▶ Trecho do documento
....
Mas todo este fulgor esmaece e se apaga. /Tímido, o olhar do sol bóia de vaga em vaga, /Porque uma sombra investe a sua concha enorme./É a noite: como um polvo, insidiosa, se eleva./ Desenrola os seus mil tentáculos de treva: /E o sol, vendo-a crescer, fecha as valvas e dorme.
Ocaso no Mar, Arthur Gonçalves de Sales
O novo disco de Caetano Veloso, Cê (Universal), contêm no título uma apócope. É a linha evolutiva do “vossa mercê” de Machado de Assis, tornado “você” no tempo de Oswald de Andrade, evoluindo para o “ocê” do dialeto caipira e agora o “cê” de Caetano e do nosso cotidiano. Um strip-tease fonético. O disco, assim como o pronome, nos deixa numa inquietação em que podemos perguntar: o que virá depois?
Caetano contou, num especial de 93, a propósito de seus cinqüenta anos (na rede Manchete) que viu uma grande vitalidade no programa de Roberto Carlos e na Jovem Guarda em geral. Suponho que agora Caetano busca no rock um elixir da juventude. A canção “Rocks”, do novo disco, proclamou que foi uma personagem feminina que, tatuada e usando botox, exigiu os tais rocks letais e totais.O eu-lírico deslocou, portanto, o desejo de fazer rock como vindo de um Outro.
Caetano Veloso disse a João Gordo na cadeira de entrevistado no Gordo A Go-Go, da MTV que, se ele não tivesse feito a tropicália, não existira o Sepultura. Essa banda de trash metal virou, no imaginário de Caetano, um fetiche do gosto jovem (inacessível aos pais). No entanto, Dick Farney já fazia músicas em inglês nos anos 50. A indústria é muito forte. De uma forma ou de outra, o rock viria a partir da política das multinacionais de divulgar por todo o mundo a música do país onde está a matriz ou uma música mais próxima daquela produzida na matriz. Vale a ressalva que, se não ficaríamos sem Sepultura, com certeza sem a tropicália a banda não teria a grande aceitação que obteve no início dos anos 90.
....
▶ Registros fornecidos
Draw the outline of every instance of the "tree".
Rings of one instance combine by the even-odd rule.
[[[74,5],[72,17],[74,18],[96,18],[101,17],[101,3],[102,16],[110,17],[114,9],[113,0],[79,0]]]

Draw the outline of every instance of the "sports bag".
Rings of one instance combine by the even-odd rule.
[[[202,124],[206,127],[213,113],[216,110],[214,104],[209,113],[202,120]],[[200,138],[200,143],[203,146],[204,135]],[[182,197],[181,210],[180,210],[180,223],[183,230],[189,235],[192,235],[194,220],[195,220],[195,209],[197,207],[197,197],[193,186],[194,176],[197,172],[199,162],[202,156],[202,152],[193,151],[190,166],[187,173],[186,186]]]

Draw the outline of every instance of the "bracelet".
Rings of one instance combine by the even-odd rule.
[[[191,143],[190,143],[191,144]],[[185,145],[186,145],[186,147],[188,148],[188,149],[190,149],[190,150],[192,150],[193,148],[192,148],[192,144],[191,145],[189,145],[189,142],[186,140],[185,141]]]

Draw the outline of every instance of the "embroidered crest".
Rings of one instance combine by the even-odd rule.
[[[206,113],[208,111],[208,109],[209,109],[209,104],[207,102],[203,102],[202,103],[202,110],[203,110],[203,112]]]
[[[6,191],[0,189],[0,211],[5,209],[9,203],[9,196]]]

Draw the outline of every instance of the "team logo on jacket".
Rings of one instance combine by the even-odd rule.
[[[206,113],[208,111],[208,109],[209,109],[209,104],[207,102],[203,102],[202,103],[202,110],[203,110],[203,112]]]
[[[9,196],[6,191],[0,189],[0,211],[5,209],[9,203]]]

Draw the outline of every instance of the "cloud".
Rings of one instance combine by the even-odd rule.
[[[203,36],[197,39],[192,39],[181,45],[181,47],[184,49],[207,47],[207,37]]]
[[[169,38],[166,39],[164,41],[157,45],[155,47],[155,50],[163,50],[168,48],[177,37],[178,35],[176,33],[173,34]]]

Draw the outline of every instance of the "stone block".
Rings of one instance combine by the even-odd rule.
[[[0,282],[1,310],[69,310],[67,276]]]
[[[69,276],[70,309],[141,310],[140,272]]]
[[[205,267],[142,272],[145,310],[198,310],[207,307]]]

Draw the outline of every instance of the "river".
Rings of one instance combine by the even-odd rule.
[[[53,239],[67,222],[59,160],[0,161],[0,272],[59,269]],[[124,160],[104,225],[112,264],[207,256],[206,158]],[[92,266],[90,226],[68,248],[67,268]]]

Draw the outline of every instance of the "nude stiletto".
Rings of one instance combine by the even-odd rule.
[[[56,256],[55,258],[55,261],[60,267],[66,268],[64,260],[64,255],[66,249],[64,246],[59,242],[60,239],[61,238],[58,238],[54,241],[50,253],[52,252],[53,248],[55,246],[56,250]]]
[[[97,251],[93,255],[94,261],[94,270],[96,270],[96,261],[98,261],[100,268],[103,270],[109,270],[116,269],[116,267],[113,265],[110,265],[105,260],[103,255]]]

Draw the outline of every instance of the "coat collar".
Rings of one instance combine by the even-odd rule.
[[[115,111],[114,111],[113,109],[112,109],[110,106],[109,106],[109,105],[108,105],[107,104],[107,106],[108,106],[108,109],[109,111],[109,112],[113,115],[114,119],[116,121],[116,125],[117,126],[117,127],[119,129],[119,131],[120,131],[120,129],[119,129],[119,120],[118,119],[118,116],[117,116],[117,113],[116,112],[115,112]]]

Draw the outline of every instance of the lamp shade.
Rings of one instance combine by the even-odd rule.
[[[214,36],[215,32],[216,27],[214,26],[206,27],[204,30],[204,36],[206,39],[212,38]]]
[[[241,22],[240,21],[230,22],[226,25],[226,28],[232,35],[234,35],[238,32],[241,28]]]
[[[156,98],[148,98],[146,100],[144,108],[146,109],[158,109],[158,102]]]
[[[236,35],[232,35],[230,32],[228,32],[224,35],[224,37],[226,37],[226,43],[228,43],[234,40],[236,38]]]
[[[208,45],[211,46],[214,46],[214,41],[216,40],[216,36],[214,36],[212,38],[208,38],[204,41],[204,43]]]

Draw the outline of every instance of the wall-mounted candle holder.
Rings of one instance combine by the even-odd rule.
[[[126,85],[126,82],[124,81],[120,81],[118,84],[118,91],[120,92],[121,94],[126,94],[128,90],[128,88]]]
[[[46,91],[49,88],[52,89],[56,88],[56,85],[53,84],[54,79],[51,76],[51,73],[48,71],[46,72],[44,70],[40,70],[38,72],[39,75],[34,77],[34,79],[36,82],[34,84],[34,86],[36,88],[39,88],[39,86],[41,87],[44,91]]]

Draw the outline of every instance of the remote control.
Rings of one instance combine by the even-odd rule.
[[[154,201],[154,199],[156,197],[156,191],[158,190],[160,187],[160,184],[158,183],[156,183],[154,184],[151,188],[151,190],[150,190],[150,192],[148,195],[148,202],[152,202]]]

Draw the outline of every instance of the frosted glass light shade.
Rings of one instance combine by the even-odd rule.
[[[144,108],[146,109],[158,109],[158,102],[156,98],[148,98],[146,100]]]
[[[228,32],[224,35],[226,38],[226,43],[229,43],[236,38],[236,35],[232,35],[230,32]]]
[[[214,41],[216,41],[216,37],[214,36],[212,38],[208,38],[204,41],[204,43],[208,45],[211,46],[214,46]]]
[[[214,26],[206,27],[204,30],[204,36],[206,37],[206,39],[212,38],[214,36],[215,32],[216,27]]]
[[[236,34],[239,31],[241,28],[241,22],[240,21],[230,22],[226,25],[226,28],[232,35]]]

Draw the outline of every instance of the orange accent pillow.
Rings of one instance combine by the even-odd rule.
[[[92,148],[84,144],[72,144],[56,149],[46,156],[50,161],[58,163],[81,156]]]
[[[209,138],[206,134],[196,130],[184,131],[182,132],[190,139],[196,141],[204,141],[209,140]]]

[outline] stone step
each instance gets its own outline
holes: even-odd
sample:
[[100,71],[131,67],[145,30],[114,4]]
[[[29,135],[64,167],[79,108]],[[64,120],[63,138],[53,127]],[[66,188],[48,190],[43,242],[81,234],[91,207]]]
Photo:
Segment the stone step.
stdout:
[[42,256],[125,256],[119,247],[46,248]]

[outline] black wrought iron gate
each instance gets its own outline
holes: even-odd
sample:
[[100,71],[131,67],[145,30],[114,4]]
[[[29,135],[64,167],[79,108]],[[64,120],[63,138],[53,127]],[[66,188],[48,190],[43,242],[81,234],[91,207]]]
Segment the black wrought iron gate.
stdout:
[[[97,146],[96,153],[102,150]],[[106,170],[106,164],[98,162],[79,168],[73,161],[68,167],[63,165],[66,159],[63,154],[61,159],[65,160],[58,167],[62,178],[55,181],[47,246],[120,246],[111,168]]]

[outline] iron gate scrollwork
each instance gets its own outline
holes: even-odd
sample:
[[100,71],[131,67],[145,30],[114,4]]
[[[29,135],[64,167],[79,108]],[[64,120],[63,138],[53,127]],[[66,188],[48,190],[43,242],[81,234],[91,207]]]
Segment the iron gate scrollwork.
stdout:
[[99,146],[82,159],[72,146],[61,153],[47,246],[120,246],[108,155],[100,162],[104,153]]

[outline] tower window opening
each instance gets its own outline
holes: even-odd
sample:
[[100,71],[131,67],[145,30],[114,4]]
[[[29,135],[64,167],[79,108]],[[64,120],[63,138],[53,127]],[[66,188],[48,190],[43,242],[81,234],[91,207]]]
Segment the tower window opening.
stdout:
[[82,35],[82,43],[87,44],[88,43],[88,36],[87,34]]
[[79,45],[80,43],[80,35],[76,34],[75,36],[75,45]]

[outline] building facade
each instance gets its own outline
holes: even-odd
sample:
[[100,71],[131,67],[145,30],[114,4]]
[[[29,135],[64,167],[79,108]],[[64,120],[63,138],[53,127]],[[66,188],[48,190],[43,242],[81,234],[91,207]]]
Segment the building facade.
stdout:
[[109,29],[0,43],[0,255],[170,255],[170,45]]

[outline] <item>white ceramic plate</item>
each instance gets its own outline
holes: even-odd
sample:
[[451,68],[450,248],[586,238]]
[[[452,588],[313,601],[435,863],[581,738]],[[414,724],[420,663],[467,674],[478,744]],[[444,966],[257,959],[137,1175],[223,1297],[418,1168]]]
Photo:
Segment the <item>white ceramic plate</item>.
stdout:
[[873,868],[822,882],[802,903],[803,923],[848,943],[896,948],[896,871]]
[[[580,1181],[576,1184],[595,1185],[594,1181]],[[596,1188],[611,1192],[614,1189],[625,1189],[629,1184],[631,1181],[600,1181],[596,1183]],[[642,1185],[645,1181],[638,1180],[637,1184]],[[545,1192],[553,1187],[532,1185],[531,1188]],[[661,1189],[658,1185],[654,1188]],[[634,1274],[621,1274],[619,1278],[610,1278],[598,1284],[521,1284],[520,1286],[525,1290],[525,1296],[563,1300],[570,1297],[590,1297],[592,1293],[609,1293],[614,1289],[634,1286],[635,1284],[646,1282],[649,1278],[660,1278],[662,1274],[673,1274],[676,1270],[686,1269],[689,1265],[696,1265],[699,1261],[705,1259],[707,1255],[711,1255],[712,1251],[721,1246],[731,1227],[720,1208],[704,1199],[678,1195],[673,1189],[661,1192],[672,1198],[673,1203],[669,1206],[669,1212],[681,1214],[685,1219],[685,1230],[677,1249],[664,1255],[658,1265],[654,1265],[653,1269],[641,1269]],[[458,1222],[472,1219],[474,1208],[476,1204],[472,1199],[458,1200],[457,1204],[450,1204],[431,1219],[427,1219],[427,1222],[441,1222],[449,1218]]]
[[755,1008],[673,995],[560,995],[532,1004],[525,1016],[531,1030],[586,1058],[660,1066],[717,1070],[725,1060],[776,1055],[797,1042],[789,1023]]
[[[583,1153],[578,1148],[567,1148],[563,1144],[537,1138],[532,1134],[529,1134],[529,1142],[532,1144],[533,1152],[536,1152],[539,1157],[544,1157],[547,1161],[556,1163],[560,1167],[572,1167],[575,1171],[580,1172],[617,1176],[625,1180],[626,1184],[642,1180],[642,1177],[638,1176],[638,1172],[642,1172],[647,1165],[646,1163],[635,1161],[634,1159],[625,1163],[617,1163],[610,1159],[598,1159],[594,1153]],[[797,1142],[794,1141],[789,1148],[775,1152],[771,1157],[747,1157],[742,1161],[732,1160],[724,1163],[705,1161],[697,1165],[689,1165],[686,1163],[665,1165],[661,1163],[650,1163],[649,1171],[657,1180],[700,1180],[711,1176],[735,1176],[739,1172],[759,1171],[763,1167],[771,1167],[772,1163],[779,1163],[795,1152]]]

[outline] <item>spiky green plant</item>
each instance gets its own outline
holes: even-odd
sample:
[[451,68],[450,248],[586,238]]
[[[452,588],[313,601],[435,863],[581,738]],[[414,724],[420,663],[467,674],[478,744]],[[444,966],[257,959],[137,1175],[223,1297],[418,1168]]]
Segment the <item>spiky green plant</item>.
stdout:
....
▶ Tarefa escrita 1
Diga se cada afirmação abaixo está de acordo com o trecho do documento, respondendo sim ou não e citando literalmente as palavras do texto que decidem a questão.
(a) O título do novo disco de Caetano Veloso contém uma apócope.
(b) Dick Farney fazia músicas em inglês nos anos 70.
(c) O especial sobre os cinquenta anos de Caetano foi exibido na MTV.
▶ Tarefa escrita 2
Devolva literalmente as linhas dos registros, começando pela primeira linha dos registros e parando depois da linha que contém "[[[205,267],[142,272],[145,310],[198,310],[207,307]]]". Inclua as duas extremidades.

▶ Resultado final 1
(a) Sim: "O novo disco de Caetano Veloso, Cê (Universal), contêm no título uma apócope."
(b) Não: "No entanto, Dick Farney já fazia músicas em inglês nos anos 50."
(c) Não: "Caetano contou, num especial de 93, a propósito de seus cinqüenta anos (na rede Manchete)"

▶ Resultado final 2
Draw the outline of every instance of the "tree".
Rings of one instance combine by the even-odd rule.
[[[74,5],[72,17],[74,18],[96,18],[101,17],[101,3],[102,16],[110,17],[114,9],[113,0],[79,0]]]

Draw the outline of every instance of the "sports bag".
Rings of one instance combine by the even-odd rule.
[[[202,124],[206,127],[213,113],[216,110],[214,104],[209,113],[202,120]],[[200,138],[200,143],[203,146],[204,135]],[[182,197],[181,210],[180,210],[180,223],[183,230],[189,235],[192,235],[194,220],[195,220],[195,209],[197,207],[197,197],[193,186],[194,176],[197,172],[199,162],[202,156],[202,152],[193,151],[190,166],[187,173],[186,186]]]

Draw the outline of every instance of the "bracelet".
Rings of one instance combine by the even-odd rule.
[[[191,143],[190,143],[191,144]],[[185,145],[186,145],[186,147],[188,148],[188,149],[190,149],[190,150],[192,150],[193,148],[192,148],[192,144],[191,145],[189,145],[189,142],[186,140],[185,141]]]

Draw the outline of every instance of the "embroidered crest".
Rings of one instance combine by the even-odd rule.
[[[206,113],[208,111],[208,109],[209,109],[209,104],[207,102],[203,102],[202,103],[202,110],[203,110],[203,112]]]
[[[6,191],[0,189],[0,211],[5,209],[9,203],[9,196]]]

Draw the outline of every instance of the "team logo on jacket".
Rings of one instance combine by the even-odd rule.
[[[206,113],[208,111],[208,109],[209,109],[209,104],[207,102],[203,102],[202,103],[202,110],[203,110],[203,112]]]
[[[9,196],[6,191],[0,189],[0,211],[5,209],[9,203]]]

Draw the outline of every instance of the "cloud".
Rings of one instance combine by the even-odd rule.
[[[203,36],[197,39],[192,39],[181,45],[181,47],[184,49],[207,47],[207,37]]]
[[[169,38],[166,39],[164,41],[157,45],[155,47],[155,50],[163,50],[168,48],[177,37],[178,35],[176,33],[173,34]]]

Draw the outline of every instance of the "stone block".
Rings of one instance combine by the even-odd rule.
[[[0,282],[1,310],[69,310],[67,276]]]
[[[69,276],[70,309],[141,310],[140,272]]]
[[[205,267],[142,272],[145,310],[198,310],[207,307]]]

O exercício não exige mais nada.